▸ **PASSAGE FOR REVIEW**:
--- START ---

If I had to do it all over again and quit my job to protect American software developers and become homeless for it, I would do it again without hesitation because I did the right thing. Somebody needs to stick up for the American worker. We can't count on help from phony politicians on both the Left and the Right, nor from greedy billionaires.

2 comments

You can't stick up for the American worker while starving on the streets. So in relation to your last paragraph about theoretical do-overs, I would argue that keeping the job until you actually have a replacement lined up would be the wiser choice both for your wellbeing and the potential to have a greater positive impact for others.

--- END ---

[Excerpts from a dataset]
--- START ---

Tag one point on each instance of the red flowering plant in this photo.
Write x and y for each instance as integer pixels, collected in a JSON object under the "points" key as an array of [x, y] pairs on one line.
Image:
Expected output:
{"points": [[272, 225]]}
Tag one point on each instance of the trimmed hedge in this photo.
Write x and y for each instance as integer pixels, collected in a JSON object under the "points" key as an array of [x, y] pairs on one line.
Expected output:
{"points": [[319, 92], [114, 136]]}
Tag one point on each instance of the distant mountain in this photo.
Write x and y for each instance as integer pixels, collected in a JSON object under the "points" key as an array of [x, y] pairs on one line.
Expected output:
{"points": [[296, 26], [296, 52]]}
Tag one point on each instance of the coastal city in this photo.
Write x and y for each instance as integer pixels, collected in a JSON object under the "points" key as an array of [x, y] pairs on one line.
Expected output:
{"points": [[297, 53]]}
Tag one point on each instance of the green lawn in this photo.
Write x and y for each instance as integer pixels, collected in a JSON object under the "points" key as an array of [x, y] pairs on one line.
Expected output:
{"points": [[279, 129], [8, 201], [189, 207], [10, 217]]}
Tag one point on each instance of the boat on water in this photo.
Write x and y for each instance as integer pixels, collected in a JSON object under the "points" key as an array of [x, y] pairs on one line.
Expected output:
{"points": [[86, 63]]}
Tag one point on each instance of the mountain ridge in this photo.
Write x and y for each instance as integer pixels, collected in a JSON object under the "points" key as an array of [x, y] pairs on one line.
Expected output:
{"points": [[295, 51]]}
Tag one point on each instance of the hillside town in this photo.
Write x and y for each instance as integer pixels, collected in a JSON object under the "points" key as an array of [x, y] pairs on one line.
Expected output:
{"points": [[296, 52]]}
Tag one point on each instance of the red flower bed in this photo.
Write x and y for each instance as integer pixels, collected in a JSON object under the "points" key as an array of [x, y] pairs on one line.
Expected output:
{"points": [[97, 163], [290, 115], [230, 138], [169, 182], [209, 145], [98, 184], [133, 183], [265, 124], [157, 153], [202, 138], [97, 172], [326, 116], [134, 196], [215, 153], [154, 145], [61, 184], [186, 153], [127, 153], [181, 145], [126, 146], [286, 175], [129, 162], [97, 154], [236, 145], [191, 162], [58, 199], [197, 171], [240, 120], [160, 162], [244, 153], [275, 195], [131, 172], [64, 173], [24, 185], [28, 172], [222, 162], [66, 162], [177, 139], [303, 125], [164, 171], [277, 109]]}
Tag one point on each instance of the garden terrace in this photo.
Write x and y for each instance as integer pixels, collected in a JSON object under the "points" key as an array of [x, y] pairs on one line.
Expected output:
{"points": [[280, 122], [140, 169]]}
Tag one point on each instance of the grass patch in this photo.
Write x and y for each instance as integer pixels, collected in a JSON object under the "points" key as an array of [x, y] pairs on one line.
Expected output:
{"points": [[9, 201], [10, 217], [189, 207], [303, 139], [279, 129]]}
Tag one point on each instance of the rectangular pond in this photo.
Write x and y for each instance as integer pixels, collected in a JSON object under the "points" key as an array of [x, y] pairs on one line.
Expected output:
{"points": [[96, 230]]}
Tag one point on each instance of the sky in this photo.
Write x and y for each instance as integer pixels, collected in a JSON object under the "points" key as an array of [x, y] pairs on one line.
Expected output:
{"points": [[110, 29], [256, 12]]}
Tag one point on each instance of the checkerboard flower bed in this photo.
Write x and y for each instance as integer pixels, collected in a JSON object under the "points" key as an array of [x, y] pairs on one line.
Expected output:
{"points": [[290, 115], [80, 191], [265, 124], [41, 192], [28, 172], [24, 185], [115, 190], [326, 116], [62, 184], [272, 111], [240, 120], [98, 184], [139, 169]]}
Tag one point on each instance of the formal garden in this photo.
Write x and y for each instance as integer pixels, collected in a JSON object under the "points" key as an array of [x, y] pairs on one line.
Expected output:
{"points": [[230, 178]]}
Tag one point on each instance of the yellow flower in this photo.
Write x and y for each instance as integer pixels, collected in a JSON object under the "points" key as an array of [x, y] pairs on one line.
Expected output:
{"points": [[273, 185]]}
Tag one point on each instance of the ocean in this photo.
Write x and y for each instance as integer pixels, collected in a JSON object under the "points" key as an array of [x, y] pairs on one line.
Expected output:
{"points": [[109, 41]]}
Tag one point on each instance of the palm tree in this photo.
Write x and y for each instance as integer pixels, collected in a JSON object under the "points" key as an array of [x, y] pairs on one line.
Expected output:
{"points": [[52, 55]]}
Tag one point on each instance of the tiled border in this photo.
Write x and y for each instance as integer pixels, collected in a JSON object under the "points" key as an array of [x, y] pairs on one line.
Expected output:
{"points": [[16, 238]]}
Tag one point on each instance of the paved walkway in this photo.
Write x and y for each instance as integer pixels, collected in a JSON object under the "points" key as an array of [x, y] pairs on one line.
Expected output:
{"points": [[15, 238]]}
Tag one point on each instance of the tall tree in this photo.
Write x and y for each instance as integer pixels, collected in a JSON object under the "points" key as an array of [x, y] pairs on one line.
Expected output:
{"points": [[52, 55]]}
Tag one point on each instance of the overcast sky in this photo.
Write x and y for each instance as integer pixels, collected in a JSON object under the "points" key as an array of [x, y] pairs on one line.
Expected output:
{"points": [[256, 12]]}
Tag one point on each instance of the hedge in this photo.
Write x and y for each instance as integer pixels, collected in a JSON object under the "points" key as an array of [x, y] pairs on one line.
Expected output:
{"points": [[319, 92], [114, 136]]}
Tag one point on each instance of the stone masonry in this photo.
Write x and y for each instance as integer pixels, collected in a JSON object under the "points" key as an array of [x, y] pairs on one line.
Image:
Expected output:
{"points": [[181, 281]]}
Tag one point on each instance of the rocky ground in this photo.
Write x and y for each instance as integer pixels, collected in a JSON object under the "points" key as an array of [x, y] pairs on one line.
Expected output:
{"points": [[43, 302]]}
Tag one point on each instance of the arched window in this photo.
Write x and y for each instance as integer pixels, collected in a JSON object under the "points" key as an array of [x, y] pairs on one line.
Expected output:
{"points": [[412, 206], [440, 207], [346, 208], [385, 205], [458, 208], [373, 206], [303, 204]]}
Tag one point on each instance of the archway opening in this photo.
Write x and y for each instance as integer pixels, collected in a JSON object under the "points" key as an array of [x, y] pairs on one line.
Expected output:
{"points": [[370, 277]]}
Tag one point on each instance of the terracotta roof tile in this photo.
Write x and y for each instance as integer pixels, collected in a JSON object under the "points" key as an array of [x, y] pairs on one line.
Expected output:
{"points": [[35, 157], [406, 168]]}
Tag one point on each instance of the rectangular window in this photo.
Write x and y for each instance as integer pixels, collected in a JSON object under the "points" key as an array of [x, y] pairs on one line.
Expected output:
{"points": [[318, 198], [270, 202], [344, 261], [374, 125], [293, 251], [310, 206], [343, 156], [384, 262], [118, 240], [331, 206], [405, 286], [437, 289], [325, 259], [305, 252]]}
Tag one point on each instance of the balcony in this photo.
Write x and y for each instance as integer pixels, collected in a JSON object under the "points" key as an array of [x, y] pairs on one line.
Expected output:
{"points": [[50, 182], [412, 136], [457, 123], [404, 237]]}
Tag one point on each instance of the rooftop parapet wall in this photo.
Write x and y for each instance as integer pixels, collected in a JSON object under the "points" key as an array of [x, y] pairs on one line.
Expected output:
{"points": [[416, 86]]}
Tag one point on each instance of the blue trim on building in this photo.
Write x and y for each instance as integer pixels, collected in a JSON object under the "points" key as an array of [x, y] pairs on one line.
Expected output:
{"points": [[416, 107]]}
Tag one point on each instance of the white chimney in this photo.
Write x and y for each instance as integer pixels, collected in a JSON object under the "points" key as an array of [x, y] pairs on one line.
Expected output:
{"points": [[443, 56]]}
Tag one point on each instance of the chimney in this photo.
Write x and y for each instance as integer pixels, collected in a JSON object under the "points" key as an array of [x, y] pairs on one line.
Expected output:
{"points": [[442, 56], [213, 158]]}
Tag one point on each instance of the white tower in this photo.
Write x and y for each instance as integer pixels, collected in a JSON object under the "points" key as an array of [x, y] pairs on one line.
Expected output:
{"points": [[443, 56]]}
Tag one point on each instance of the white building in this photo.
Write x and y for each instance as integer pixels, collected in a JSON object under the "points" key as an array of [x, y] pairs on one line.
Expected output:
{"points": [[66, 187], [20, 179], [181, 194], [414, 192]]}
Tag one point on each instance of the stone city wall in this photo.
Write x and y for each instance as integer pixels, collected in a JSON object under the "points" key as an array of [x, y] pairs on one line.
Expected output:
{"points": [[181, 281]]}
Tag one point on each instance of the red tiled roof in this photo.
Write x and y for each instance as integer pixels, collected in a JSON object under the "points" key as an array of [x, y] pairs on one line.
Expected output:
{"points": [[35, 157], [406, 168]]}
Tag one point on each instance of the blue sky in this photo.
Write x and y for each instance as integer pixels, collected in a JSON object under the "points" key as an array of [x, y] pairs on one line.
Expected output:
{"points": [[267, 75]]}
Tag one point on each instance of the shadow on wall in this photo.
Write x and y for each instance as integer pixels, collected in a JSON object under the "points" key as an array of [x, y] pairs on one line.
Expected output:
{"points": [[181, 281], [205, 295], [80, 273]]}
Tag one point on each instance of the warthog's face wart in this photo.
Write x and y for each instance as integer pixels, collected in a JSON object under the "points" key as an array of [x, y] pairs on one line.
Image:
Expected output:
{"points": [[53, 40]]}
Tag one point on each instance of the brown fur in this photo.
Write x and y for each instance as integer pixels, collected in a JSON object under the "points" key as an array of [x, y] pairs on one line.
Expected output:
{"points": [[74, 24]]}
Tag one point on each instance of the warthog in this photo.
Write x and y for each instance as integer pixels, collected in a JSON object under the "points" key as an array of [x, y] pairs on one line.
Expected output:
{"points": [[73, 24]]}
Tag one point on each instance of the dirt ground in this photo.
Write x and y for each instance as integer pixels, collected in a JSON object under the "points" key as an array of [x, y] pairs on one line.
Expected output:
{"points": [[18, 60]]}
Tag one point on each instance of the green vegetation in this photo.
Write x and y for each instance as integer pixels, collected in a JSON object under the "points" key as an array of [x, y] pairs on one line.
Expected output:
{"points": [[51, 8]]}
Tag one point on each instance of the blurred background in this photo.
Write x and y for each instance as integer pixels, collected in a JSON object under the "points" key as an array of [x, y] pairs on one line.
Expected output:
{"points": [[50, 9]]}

--- END ---

▸ **WHAT IS EXPECTED**:
Answer these questions about the passage on quitting a job:
1. Whom did the writer quit a job to protect?
2. Which two groups does the writer say cannot be counted on for help?
3. According to the reply, what would be the wiser choice?

▸ **EXERCISE RESULT**:
1. American software developers.
2. Phony politicians on both the Left and the Right, and greedy billionaires.
3. Keeping the job until a replacement is actually lined up.